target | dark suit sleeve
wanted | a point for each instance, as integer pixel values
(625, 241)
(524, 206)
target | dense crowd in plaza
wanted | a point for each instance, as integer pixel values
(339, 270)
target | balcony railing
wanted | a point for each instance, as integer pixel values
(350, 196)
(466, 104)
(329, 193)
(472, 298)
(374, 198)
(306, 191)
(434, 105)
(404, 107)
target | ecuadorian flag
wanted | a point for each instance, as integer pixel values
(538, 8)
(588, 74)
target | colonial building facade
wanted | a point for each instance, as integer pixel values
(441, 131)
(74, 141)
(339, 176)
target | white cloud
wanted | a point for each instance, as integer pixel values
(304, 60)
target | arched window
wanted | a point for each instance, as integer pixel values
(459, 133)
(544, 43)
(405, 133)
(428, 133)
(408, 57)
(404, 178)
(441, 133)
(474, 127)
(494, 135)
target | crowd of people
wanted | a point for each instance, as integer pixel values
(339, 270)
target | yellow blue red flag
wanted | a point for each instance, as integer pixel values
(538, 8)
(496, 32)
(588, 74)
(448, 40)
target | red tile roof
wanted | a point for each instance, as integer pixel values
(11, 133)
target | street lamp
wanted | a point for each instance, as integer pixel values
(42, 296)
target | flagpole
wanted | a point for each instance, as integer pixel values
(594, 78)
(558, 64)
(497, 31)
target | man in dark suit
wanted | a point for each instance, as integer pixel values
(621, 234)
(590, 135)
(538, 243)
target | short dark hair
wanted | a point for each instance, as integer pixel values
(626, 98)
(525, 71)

....................

From the material above, copy every line that has the word "dark" in it.

target | dark suit sleeve
target | man in dark suit
target | short dark hair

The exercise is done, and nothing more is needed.